== What you are asked to do ==
Rewrite the data from the line with "Target: boat hull" up to and including the last line of the data, keeping every line unchanged except that each x and y coordinate in the answers is increased by 75.

■ ■ ■ ■ ■ ■ ■

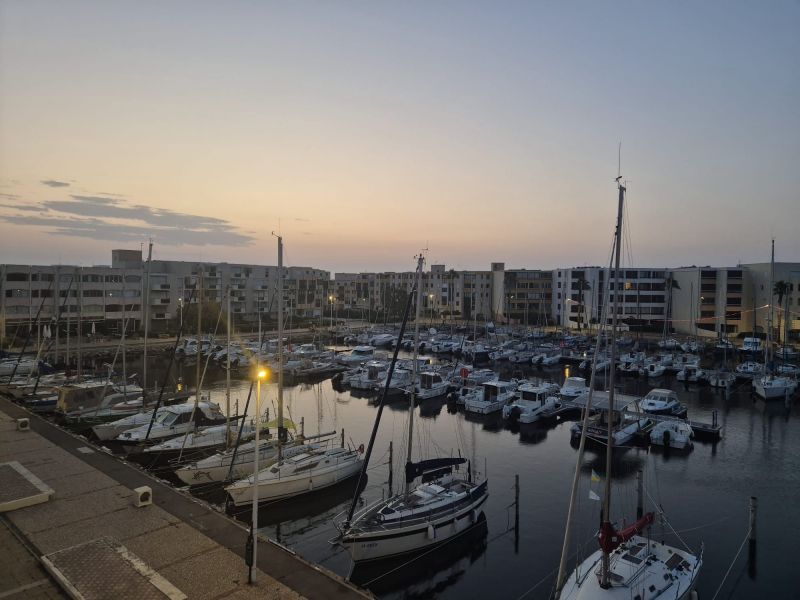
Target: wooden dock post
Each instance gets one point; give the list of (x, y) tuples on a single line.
[(639, 494), (751, 537), (516, 514), (391, 466)]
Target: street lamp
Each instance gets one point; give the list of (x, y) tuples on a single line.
[(252, 541)]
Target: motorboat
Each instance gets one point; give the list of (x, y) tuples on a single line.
[(111, 429), (653, 369), (721, 379), (752, 345), (174, 421), (750, 368), (774, 387), (236, 463), (672, 434), (573, 387), (358, 355), (628, 564), (430, 514), (691, 374), (369, 374), (659, 401), (668, 344), (788, 369), (431, 385), (626, 426), (491, 397), (314, 469), (442, 506), (533, 401)]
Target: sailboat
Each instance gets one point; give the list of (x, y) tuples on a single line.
[(289, 476), (771, 386), (443, 505), (628, 564)]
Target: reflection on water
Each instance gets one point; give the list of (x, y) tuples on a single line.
[(425, 574), (704, 492)]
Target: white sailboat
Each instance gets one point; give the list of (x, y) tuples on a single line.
[(443, 505), (628, 564), (312, 470)]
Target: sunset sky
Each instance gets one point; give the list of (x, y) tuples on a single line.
[(365, 131)]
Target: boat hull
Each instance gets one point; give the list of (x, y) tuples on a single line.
[(380, 544), (287, 487)]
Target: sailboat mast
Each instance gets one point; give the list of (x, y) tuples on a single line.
[(199, 286), (280, 349), (228, 376), (124, 354), (412, 395), (768, 348), (605, 567), (146, 314)]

■ ■ ■ ■ ■ ■ ■

== Written response ==
Target: boat hull
Each instance gets one point; give the list of (x, y) tuples on a single line.
[(455, 619), (362, 562)]
Target: sailboat mast
Each instance gets one point; give the list of (x, y) tuples on a single line.
[(274, 361), (355, 424), (303, 451), (199, 429), (487, 470), (843, 423), (680, 642), (221, 389)]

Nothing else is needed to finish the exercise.